## PROBLEMS TO WORK ON
a: In the persistence overview, which message is used to update several instances within a single transaction?
b: Continue the persistence overview from the point where it ends.

## READING PASSAGE

Persistence overview

Table of Contents:



introduction:

This document provides an overview of the persistence implementation in SANDev, which serves as an updated reference and framework for Structs and Nodes Development (SAND). Persistence in SAND is transactionally safe, queryable, permanent storage of application information which can be implemented over any persistence technology. The default implementation in SANDev uses JDBC.

A typical persistent struct declaration looks like this:

    /**
     * My typical sample persistent struct declaration.
     *
     * @sand.structmessage persist
     * @sand.verbforms update query collection
     */
    public class MyDataStruct {
        ...
    }
See the documentation of the basic @tags for more details on these and other generator tags. In the case of the example declaration, the following messages are created: along with supporting persistency code. This document describes persistency from the perspectives of the application, implementation, deployment and testing.

TOC

Using persistent data within your application:

A SAND application works with persistent data through communication with a DataManagerNode. To retrieve persistent instances, an application calls the DataManager with a query and gets back a collection. An update is used to add, modify, or delete an instance. To update several instances within a single transaction, an AggregateUpdate message is used.

Queries and Collections:

To make this happen within the MyAppNode business logic:

  1. create a new MyDataQuery instance (a SandQueryMessage)
  2. setMatchInfo, setMaxReturn, setOrderBy as appropriate
  3. use the autogenerated callMyDataQuery method defined in MyAppNodeBase which returns a MyDataCollection (a SandCollectionMessage)
  4. verify getSandTransmitStatus in the returned message is SandTransmitMessage.STATUS_NORMAL
  5. process the collection as required by the application

Updates:

To make this happen within the MyAppNode business logic:

  1. create a new MyDataUpdate instance (a SandUpdateMessage)
  2. set the action to be ACTION_ADD, ACTION_UPDATE, or ACTION_DELETE as appropriate
  3. set the MyData instance. The persistence fields in the instance (accessors are defined in SandPersistMessage) should be left alone.
  4. use the autogenerated callMyDataUpdate method defined in MyAppNodeBase which returns a MyDataUpdate with the updated instance information.
  5. verify getSandTransmitStatus in the returned message is SandTransmitMessage.STATUS_NORMAL
  6. process the updated MyData instance as required by the application

If instead of a single instance update, we needed to modify several instances withing a single transaction, then we would use an AggregateUpdate message instead:

TOC


Caching persistent data within your application:

Once your application logic has retrieved persistent information from the DataManager, you can avoid future retrieval overhead by saving the instance in an IDCache. If the information never changes, then that's all that is necessary. If the information frequently changes, then caching is generally not recommended.

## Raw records
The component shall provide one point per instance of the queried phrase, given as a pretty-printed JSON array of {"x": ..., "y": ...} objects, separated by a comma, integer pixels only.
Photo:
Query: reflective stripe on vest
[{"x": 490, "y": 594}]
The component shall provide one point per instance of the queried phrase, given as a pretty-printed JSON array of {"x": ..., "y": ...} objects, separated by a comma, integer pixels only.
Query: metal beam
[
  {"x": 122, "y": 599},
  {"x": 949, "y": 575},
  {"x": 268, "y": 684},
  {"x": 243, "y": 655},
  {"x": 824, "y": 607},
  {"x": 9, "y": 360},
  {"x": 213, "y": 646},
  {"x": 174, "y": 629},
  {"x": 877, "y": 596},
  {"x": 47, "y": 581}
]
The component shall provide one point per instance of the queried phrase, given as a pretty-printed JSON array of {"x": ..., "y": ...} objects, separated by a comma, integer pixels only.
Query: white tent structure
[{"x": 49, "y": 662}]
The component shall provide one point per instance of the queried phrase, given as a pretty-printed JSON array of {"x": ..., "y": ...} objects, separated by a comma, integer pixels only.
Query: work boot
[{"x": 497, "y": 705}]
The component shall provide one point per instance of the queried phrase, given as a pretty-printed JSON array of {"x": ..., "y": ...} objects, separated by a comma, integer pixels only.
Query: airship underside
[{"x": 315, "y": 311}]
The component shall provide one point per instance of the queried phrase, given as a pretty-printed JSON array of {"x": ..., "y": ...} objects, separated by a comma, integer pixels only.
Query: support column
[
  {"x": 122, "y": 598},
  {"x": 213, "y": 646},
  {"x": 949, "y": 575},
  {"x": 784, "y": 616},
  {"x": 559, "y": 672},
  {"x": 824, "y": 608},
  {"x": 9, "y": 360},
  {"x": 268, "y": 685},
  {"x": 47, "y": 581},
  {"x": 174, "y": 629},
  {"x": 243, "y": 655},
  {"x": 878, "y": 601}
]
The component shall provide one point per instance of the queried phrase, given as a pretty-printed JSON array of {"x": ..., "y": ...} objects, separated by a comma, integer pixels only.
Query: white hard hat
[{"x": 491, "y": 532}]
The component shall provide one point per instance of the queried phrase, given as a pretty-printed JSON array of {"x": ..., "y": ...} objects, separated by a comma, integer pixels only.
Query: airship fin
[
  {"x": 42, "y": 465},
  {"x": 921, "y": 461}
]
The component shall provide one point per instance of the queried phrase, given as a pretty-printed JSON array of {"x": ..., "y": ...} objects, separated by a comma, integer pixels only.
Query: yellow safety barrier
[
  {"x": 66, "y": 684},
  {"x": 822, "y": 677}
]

## ANSWERS FOR THE TASKS
a: An AggregateUpdate message.

b:
For information that changes infrequently, you can track updates via CacheAction messages, through a CacheManager configured with your deployment. To track changes, you must first declare your application node to work with CacheAction messages. For example MyAppNodeDecl might declare:

  * @sand.call 
  *     org.sandev.basics.sandmessages.CacheAction
  *     org.sandev.basics.sandmessages.CacheAction
  *     cacheActionRegistration
  * @sand.subscribe
  *     org.sandev.basics.sandmessages.CacheAction
  *     cacheActionSource

These javadoc tags are defined in org.sandev.generator.tags. Here is an example deployment configuration with the data flow for the registration and change notifications:

To cache an instance:

  1. put the instance into the IDCache
  2. create a CacheAction action==REGISTER with the uniqueID and messageClass of the instance.
  3. callCacheActionRegistration with the registration action
  4. override onDelivery(CacheAction msg) to remove the instance from the cache. Removing the instance automatically handles the full range of change cases:
This "lazy evaluation" or "fetch on demand" strategy is generally a good approach, although some cases (eg a product index) might require proactive retrieval or "pre-fetch" in response to changes or dumps. When removing an instance from the IDCache remember to UNREGISTER that instance from the CacheManager.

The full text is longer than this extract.